Provided passage
Fortran/io

From Wikibooks, open books for an open world
< Fortran
Jump to: navigation, search

It is often useful, in Fortran and other languages, to specify where, and how you want something to print or be read. Fortran offers many commands and formatting specifications which can serve these purposes. In the following sections we will be considering the I/O operations (OPEN, CLOSE, INQUIRE, REWIND, BACKSPACE, ENDFILE, FLUSH, PRINT, READ, WRITE and NAMELIST) and I/O formatting (FORMAT). In Fortran 2008, a significant addition has been the ability to extend the basic facilities with user-defined routines to output derived types including those that are themselves composed of other derived types.

Together these commands form a very powerful assembly of facilities for reading and writing formatted and unformatted files with sequential, direct or asynchronous access. Indeed, the options can look bewildering at first. However, the basic operations are simple enough but they are backed up by the power and flexibility to read or write almost any file.

However, it is worth mentioning, at this stage, what Fortran cannot do simply and directly from a language-defined perspective: Fortran will not address a file defined by a URL, files must be available locally or on a mapped network drive or equivalent. Similarly, Fortran does not natively support XML, except that XML is simple ASCII text so it can be read easily but parsing it out is down to the programmer! The Fortran language knows nothing about computer graphics; you are not going to find a language-defined draw command. Fortran will happily open and read a jpg file but there is no language-defined method of displaying the file as a picture; a suitable external library will have to be used. Finally, Fortran does not have any language-defined mouse operations or touch screen gestures.

I/O Operations[edit]

Introduction[edit]

Modern Fortran has a rich vocabulary for I/O operations. These operations can generally be used on the screen and keyboard, external files and internal files. In recent versions of Fortran, the syntax of these commands has been rationalised but most of the original syntax has been retained for backwards compatibility. I/O operations are notoriously error-prone and Fortran now supports a unified mechanism for identifying and processing errors.

Data records
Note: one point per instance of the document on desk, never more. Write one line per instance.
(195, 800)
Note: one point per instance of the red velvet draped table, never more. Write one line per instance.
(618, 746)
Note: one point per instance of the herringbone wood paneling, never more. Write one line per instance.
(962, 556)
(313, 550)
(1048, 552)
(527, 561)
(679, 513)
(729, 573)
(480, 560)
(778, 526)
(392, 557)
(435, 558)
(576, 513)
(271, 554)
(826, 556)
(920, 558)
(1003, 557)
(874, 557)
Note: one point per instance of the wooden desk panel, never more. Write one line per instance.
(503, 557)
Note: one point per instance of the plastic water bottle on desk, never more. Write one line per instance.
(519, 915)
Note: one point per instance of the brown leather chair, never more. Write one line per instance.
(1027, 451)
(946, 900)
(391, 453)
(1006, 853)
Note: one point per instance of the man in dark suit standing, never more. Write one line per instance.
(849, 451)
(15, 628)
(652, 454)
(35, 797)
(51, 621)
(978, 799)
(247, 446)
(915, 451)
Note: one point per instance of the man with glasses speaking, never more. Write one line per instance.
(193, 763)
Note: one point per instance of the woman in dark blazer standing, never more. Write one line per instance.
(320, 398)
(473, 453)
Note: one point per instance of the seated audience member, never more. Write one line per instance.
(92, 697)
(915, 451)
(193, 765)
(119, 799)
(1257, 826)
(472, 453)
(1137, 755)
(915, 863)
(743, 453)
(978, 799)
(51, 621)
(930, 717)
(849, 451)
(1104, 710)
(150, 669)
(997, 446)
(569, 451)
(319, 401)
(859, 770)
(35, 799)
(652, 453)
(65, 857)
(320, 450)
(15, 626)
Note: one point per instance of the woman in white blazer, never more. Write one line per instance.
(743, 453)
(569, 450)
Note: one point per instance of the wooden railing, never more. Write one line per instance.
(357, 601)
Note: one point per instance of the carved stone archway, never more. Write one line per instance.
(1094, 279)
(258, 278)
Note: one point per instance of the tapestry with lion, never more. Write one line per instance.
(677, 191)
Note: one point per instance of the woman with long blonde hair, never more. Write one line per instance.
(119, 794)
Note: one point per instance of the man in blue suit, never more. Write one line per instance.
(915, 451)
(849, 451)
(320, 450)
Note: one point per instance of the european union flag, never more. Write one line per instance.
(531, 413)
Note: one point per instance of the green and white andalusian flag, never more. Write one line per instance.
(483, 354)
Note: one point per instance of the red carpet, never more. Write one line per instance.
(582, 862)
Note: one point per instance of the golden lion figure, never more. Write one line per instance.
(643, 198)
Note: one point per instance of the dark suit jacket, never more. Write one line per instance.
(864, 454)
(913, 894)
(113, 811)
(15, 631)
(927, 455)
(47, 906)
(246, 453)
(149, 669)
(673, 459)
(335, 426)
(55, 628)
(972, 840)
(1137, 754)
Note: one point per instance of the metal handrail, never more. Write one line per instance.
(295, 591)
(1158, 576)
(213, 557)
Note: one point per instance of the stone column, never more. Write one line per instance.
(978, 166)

Problem set
• A. Using the Fortran I/O page, answer each question on its own line, marking the answers (i), (ii) and (iii) to match.
(i) What significant addition did Fortran 2008 make to the basic I/O facilities?
(ii) Where must a file be for Fortran to address it?
(iii) On which three kinds of target can I/O operations generally be used?
• B. Turn the paragraph of the Fortran I/O page that begins "However, it is worth mentioning" into a short bulleted list of the things the language cannot do directly.
• C. Carry the Fortran I/O page forward, starting right after its last sentence about the unified error mechanism.
The material above was taken from a different source than the Fortran I/O page.

Task-by-task outputs
• A.
(i) The ability to extend the basic facilities with user-defined routines to output derived types, including those that are themselves composed of other derived types.
(ii) It must be available locally or on a mapped network drive or equivalent.
(iii) The screen and keyboard, external files, and internal files.

• B.
- It cannot address a file defined by a URL. Files must be available locally or on a mapped network drive or equivalent.
- It does not natively support XML. XML can be read as simple ASCII text, but the programmer must parse it.
- It has no language-defined graphics or draw command.
- It can open and read a jpg file but cannot display it as a picture without a suitable external library.
- It has no language-defined mouse operations or touch screen gestures.

• C.
Simple I/O Operations[edit]

PRINT[edit]

This is the classic "Hello World" operation, but is rarely used in production code. PRINT is one of two formatted output operations and it is also much simpler that the WRITE statement. The main purpose of the PRINT statement is to print to the screen (standard output unit) and it has no options for file output. The general form is:

PRINT fmt, list

Both fmt and list are optional and the fmt can be explicit or list-directed (as indicated by *), and being optional can take the name=value format. The list is a comma separated list of literals or intrinsic type variables. So here are some examples:

program hello
implicit none
integer :: i
! List-directed fmt
PRINT *, "Hello World"
do i = 1, 10
    ! An explicit fmt and a two element list
    PRINT '(A,I0)', "Hello ", i
enddo
! Name=value for fmt
PRINT fmt='(A)', 'Goodbye'
end program hello

Note that PRINT is just about the only I/O operation that still does not support IOSTAT and IOMSG clauses, and for this reason alone should not be used in new code except for temporary output and debugging. PRINT has no explicit mechanism for printing user-defined types and this is another reason for not using it in production code.

I/O Channels & Files[edit]

In the example on PRINT shown above, the PRINT statement is automatically pre-connected to the standard output device also known as the computer screen. However, in general, Fortran requires a two stage process to connect code to external files. First we have to connect the file to a Fortran channel (manually identified by a positive integer or automatically assigned a negative value): the OPEN command, and then we can READ and WRITE to the now open channel. READ and WRITE operations to a channel that is not open, results in an error; there is no language-specified buffering until the relevant channel is opened. Once an I/O operation is complete we can CLOSE the connection between the file and the Fortran channel. If a Fortran program terminates before a channel is closed to a file, Fortran will usually close the channel without significant loss of data.

The state of availability of Fortran channels can be ascertained through one form of the INQUIRE command. The INQUIRE command can also be used to determine the existence and other properties of a file before it is connected to a Fortran channel.

Fortran I/O to internal files does not require a pre-connection process. Fortran input from the keyboard and output to the screen is automatically pre-connected on a special channel (*). Compiler vendors are free to assign a channel number to these standard I/O devices and the user can determine which channel numbers have been used via the intrinsic module ISO_FORTRAN_ENV.

OPEN[edit]

This is the command required to establish a connection between an external file and a Fortran channel. The OPEN command can be used to create a new file or connect to existing files. Subsequent I/O to the file, once open, is made via this channel number. The OPEN command has options to ensure that the file already exists or does not already exist, to ensure that it is used only for input, or only for output, or for both. The expected format of the file can be specified in the OPEN command and errors can be trapped. The full syntax of the command can appear to be rather complicated, but generally any one call to OPEN uses only a small subset of all the available options.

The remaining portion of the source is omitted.